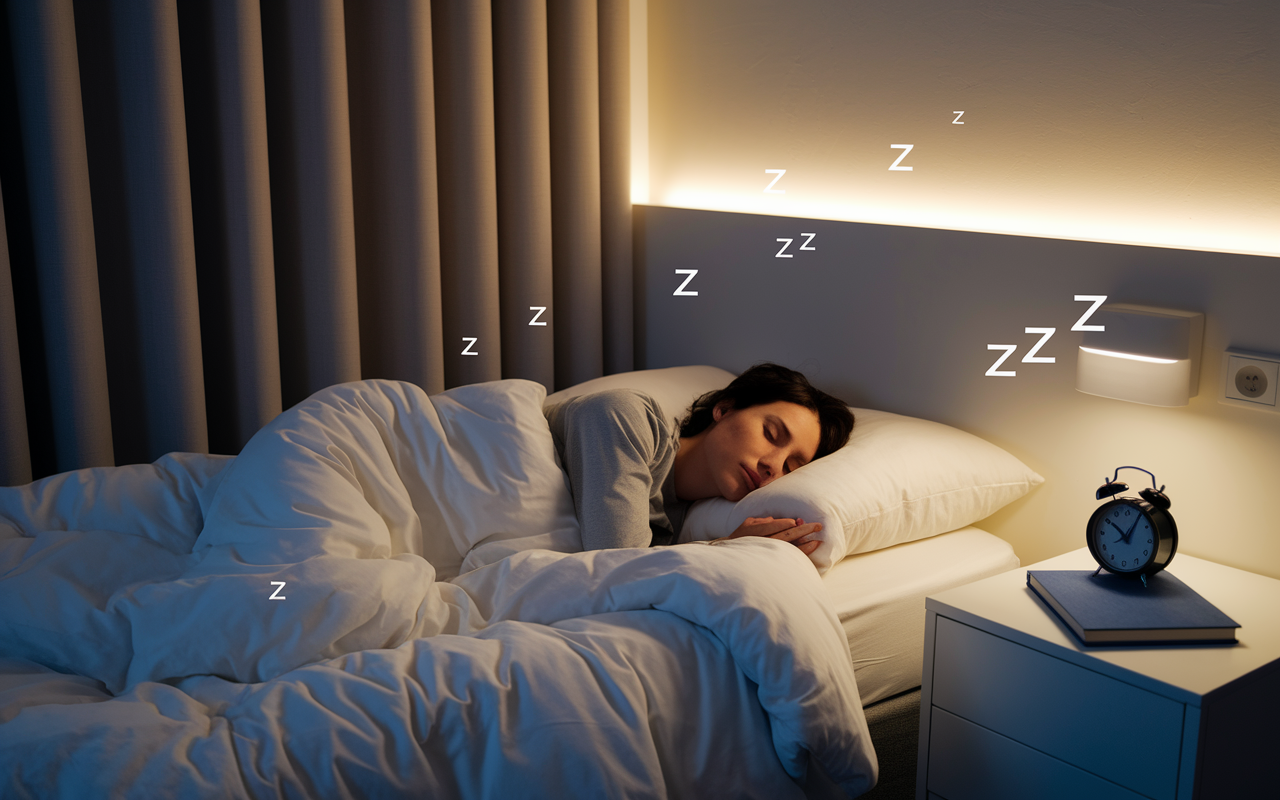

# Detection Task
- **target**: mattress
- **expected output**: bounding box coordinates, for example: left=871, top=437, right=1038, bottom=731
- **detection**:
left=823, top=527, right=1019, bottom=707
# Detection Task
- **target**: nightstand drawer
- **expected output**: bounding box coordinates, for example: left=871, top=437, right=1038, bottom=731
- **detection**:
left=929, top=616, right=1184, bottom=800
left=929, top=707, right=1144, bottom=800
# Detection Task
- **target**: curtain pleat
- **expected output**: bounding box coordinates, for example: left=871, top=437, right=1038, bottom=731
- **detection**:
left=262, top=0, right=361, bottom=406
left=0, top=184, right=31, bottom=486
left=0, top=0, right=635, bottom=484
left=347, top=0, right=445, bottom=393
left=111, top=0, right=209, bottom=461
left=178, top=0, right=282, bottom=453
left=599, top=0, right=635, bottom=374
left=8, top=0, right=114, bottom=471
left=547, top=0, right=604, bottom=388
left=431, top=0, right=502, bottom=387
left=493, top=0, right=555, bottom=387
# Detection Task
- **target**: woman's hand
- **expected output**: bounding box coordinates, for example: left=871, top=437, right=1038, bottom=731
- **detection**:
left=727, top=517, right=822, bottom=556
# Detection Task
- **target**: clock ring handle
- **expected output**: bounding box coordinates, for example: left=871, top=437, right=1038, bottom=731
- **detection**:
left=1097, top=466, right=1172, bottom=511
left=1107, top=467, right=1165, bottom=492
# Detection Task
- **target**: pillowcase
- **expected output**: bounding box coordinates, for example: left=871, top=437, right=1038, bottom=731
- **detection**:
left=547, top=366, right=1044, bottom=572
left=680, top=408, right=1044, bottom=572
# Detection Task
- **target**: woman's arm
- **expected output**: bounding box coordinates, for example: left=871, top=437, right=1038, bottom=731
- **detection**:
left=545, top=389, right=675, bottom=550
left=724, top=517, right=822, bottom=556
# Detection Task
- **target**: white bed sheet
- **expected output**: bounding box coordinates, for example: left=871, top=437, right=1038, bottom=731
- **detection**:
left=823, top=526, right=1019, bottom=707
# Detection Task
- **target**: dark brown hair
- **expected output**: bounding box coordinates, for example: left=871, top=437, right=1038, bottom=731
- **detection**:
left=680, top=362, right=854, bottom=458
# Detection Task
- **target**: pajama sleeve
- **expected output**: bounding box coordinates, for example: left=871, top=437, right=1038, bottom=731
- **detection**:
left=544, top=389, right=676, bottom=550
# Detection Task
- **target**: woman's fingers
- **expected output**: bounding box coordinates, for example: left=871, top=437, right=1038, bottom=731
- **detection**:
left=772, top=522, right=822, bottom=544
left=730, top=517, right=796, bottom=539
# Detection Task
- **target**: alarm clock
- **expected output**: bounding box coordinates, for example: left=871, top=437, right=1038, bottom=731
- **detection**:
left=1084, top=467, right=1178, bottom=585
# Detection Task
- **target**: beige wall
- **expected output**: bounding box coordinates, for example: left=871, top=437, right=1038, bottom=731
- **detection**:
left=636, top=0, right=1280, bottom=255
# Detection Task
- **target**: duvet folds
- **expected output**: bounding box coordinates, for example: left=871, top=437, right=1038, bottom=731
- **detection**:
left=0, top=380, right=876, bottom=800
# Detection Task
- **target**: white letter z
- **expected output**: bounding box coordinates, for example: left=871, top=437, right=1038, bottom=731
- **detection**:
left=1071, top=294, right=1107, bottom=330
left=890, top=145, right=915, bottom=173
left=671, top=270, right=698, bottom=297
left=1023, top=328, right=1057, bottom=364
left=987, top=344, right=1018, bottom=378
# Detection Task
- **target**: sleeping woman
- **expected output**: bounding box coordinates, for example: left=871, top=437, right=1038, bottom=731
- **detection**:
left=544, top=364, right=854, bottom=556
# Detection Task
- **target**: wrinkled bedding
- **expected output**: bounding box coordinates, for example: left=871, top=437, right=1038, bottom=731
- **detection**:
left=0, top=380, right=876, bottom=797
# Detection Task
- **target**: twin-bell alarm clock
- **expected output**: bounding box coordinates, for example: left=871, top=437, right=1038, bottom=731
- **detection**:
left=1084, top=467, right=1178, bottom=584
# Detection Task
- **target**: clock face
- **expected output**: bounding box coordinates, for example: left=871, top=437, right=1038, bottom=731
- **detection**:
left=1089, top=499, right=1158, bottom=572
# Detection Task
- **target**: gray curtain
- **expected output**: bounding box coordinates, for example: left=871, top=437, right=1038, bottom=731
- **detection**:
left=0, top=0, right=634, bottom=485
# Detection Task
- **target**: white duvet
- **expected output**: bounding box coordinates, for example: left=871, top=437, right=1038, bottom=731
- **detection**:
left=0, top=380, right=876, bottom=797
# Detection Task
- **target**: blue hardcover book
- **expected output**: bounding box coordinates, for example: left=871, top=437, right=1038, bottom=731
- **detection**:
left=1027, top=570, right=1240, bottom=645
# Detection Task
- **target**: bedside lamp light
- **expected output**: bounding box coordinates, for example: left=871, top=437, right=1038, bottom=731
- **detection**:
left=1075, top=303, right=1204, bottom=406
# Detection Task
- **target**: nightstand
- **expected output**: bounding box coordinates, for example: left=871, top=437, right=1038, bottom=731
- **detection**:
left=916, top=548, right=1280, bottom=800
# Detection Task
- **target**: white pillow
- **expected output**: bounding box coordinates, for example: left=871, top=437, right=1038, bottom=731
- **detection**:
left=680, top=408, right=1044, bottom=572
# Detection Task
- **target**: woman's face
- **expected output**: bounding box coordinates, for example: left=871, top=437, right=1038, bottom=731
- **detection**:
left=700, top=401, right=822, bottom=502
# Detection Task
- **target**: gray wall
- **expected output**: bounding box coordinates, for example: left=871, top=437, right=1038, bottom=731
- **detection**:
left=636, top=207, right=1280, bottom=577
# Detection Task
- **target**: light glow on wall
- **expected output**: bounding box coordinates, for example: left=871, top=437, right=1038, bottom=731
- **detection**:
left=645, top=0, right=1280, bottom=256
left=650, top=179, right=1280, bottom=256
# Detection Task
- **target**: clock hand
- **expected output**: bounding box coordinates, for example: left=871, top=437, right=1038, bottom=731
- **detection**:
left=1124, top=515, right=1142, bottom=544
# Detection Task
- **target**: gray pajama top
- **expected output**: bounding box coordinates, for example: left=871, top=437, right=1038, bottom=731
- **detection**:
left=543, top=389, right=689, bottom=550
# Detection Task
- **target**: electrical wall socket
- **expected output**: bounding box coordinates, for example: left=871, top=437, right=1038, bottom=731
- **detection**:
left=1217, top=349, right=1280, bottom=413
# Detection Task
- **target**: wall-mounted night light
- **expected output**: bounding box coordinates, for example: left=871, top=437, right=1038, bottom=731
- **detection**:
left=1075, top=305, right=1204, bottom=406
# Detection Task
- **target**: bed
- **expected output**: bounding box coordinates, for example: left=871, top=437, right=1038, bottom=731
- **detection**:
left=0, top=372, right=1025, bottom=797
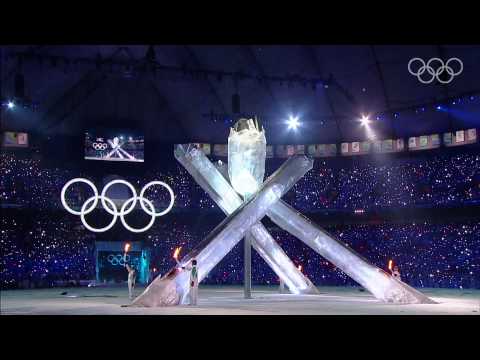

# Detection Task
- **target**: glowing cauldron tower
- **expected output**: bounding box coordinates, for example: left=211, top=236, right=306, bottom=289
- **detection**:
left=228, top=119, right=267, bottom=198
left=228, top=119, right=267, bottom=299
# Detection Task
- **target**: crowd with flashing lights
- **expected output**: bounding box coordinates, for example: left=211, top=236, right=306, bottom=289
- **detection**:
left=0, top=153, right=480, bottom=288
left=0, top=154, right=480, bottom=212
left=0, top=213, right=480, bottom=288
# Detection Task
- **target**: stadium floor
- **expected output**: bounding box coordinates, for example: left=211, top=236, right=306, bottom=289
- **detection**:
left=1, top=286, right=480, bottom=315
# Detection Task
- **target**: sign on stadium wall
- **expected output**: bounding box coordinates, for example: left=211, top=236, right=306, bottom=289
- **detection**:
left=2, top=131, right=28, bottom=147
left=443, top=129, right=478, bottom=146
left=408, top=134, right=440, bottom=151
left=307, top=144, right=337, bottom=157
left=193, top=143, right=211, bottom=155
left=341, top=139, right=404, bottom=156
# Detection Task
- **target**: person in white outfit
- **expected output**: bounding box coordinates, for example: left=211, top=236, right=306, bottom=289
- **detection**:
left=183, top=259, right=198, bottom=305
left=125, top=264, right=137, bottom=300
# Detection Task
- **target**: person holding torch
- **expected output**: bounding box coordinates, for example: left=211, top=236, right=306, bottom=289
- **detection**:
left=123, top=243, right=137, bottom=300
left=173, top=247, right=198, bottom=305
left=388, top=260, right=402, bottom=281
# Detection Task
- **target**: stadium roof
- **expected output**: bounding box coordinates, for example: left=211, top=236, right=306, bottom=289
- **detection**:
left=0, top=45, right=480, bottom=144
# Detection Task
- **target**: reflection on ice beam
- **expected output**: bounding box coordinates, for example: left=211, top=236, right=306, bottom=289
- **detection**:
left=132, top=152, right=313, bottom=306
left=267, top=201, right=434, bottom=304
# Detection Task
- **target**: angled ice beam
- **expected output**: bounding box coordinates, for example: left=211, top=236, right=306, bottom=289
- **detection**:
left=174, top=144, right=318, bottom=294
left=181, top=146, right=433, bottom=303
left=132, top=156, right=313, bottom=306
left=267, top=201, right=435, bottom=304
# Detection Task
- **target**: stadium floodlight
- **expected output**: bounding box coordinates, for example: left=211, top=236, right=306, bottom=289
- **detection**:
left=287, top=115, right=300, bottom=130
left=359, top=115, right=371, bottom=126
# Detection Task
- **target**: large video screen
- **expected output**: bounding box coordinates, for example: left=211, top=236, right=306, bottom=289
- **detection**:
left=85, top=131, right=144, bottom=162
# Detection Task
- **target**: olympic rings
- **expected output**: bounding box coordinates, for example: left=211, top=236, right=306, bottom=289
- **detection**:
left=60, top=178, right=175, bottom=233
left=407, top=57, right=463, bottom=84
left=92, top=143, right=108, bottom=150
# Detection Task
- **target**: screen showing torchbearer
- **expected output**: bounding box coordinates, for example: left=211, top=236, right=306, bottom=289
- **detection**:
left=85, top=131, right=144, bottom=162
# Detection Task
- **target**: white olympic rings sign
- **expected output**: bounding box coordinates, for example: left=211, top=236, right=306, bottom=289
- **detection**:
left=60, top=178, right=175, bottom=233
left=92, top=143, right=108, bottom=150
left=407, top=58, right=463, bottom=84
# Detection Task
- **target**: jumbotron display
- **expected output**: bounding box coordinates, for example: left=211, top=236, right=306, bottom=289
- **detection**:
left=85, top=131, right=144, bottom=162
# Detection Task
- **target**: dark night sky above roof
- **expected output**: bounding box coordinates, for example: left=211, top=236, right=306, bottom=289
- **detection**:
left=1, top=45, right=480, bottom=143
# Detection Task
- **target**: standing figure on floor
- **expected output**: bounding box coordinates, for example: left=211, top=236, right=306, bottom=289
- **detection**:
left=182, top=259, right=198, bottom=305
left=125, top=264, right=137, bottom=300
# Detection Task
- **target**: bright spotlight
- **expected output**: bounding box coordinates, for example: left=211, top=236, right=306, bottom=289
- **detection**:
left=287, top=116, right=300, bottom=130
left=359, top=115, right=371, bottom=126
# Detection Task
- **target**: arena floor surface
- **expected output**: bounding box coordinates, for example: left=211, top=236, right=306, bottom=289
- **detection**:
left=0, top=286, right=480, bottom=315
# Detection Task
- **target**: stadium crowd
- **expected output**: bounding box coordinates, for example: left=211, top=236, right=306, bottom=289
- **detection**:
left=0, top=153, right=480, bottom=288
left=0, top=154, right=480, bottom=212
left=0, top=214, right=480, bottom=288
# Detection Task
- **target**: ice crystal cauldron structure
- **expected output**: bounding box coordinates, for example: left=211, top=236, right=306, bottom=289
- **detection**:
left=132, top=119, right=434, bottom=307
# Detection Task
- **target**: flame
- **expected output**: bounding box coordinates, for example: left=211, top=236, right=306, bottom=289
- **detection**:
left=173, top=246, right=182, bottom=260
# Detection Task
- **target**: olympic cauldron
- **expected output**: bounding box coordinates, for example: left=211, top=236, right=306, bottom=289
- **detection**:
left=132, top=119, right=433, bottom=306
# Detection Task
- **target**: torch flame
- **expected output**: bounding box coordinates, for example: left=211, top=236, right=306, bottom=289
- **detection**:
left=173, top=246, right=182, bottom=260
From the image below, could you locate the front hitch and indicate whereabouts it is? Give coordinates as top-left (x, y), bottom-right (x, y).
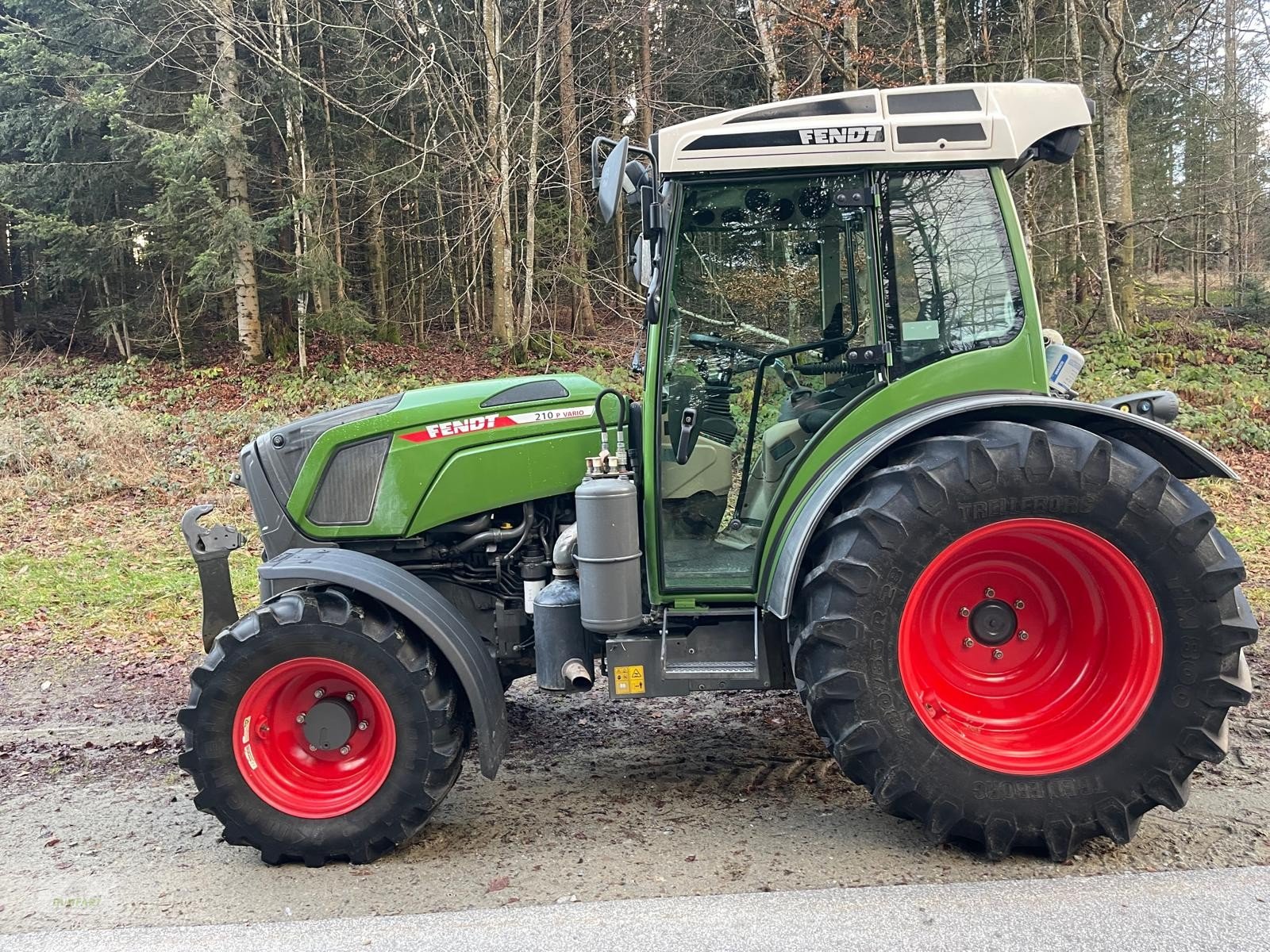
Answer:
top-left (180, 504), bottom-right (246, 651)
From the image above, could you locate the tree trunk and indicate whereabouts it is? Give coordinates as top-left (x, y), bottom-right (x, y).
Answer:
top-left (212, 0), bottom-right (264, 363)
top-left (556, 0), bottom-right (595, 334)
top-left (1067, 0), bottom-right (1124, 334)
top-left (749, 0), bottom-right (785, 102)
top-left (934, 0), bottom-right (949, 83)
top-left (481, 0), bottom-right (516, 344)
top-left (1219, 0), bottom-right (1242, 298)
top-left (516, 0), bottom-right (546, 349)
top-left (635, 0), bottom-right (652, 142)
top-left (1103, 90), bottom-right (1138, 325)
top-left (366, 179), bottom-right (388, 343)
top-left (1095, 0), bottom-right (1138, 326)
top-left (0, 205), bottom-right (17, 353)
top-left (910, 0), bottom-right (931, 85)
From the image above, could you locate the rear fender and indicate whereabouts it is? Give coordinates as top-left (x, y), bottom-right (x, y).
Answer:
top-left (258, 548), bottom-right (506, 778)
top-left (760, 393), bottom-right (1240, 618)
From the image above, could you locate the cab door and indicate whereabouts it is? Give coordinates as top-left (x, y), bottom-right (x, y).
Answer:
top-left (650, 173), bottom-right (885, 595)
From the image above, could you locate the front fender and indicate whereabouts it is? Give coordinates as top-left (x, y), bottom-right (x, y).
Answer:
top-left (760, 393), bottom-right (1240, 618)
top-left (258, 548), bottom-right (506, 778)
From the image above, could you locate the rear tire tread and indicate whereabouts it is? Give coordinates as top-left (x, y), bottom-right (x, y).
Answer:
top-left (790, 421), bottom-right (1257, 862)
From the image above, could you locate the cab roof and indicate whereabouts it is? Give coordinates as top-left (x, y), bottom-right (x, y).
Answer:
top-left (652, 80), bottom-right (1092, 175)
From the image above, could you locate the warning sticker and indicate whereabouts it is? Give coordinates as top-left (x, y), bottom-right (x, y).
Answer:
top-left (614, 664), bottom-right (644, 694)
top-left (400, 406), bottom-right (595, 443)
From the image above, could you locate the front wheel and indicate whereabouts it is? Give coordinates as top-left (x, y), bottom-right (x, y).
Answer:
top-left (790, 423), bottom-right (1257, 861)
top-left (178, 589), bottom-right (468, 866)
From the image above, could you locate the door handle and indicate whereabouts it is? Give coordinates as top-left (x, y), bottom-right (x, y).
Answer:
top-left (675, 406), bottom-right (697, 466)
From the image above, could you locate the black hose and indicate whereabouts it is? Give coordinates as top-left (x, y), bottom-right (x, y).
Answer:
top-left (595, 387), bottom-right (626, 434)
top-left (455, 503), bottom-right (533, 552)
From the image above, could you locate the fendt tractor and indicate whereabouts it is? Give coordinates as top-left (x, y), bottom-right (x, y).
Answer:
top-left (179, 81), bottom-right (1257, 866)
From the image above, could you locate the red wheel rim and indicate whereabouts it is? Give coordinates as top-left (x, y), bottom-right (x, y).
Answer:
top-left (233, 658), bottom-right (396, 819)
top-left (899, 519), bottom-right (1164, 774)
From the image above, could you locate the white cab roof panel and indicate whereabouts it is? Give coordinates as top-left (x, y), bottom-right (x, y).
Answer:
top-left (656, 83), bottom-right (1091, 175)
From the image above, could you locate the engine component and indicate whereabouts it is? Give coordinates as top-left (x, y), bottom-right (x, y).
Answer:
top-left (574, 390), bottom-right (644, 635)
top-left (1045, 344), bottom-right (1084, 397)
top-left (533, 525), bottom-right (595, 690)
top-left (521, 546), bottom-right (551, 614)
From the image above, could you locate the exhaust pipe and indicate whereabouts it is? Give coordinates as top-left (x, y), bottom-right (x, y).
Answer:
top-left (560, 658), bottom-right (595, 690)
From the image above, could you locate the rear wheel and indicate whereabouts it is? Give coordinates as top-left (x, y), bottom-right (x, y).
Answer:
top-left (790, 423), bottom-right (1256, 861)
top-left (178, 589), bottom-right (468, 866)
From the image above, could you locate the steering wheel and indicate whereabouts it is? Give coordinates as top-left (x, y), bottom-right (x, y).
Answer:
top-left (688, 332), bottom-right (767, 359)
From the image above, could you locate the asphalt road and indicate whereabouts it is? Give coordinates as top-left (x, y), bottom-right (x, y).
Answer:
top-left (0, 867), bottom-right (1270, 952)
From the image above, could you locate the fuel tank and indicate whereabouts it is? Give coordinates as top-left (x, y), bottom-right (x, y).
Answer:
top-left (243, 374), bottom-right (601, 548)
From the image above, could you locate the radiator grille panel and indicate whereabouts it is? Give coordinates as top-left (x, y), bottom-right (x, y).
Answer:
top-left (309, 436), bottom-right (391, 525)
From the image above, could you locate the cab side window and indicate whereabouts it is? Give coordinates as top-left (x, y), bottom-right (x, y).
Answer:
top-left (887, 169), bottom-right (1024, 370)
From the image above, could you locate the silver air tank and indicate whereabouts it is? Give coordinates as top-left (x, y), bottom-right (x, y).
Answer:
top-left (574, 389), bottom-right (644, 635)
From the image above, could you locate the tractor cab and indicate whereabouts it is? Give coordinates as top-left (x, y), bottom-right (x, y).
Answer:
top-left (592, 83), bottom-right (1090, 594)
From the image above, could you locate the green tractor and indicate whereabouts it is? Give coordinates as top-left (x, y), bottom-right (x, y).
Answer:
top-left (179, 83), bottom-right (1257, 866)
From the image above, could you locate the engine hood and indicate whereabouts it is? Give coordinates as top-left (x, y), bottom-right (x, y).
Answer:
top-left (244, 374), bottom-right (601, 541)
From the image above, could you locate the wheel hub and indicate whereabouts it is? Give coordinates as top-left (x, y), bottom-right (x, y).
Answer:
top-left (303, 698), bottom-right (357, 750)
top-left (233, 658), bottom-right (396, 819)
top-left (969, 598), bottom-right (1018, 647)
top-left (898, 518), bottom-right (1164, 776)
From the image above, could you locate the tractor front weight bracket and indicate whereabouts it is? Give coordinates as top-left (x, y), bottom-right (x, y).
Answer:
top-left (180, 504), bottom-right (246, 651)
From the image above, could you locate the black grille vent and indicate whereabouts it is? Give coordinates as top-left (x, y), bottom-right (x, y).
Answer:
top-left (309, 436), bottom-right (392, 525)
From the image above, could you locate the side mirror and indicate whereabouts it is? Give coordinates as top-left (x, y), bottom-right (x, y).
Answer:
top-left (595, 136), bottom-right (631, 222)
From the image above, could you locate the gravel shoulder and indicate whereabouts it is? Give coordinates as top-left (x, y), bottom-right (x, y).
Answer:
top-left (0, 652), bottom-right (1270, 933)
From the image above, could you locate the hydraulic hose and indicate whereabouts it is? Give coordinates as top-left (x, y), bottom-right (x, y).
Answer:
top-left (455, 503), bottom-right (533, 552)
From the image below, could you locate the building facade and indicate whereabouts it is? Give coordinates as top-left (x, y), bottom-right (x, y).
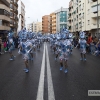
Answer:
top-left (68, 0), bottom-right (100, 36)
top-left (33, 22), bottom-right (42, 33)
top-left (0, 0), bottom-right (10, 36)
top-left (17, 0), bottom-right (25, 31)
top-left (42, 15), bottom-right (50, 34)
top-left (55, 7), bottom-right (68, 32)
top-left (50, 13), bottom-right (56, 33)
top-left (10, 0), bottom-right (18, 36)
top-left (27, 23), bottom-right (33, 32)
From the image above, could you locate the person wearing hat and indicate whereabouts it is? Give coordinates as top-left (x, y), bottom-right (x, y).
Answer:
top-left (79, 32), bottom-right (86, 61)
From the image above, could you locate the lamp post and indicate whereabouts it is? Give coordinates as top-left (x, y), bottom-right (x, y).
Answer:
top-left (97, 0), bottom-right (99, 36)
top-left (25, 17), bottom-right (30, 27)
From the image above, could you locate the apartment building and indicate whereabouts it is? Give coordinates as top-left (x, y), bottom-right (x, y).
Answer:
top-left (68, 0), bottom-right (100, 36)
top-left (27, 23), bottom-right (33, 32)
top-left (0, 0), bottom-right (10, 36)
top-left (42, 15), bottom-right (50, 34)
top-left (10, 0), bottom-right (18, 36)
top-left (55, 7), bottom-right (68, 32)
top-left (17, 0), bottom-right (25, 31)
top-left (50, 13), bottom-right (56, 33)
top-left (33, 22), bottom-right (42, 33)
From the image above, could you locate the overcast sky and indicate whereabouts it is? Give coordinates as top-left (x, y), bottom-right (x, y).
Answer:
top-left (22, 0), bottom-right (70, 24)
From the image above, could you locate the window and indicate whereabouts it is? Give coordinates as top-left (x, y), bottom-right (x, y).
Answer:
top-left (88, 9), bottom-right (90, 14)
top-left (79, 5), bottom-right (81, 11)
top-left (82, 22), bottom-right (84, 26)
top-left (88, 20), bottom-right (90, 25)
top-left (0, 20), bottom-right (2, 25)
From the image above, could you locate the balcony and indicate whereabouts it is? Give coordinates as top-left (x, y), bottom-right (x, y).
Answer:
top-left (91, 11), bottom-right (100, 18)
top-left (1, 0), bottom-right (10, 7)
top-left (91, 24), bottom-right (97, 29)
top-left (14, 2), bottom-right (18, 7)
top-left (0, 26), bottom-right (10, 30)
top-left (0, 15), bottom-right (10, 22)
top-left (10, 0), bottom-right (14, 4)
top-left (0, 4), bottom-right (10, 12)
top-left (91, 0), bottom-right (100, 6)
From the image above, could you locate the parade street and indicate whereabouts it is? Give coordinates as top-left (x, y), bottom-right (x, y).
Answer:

**EXERCISE REQUIREMENTS**
Copy out the entries again, beginning at the first line of the entries and stopping after the line that contains "left=493, top=0, right=555, bottom=387". Leave the pictures out of your copy.

**WRITTEN RESPONSE**
# Detection Task
- **target**: mattress
- **expected output**: bounding box coordinates, for example: left=871, top=437, right=1038, bottom=731
- **detection**:
left=823, top=527, right=1019, bottom=707
# Detection Task
- **target**: nightstand drawer
- **expected output**: bounding box coordinates, for example: left=871, top=437, right=1038, bottom=731
- **detection**:
left=929, top=616, right=1184, bottom=800
left=929, top=707, right=1144, bottom=800
# Detection Task
- **target**: curtain pleat
- **expected output**: bounding box coordinates, for example: left=871, top=437, right=1038, bottom=731
- **detection**:
left=262, top=0, right=361, bottom=406
left=0, top=184, right=31, bottom=486
left=0, top=0, right=635, bottom=484
left=347, top=0, right=445, bottom=393
left=111, top=0, right=209, bottom=461
left=178, top=0, right=282, bottom=453
left=599, top=0, right=635, bottom=374
left=8, top=0, right=114, bottom=471
left=547, top=0, right=604, bottom=388
left=431, top=0, right=502, bottom=387
left=493, top=0, right=555, bottom=387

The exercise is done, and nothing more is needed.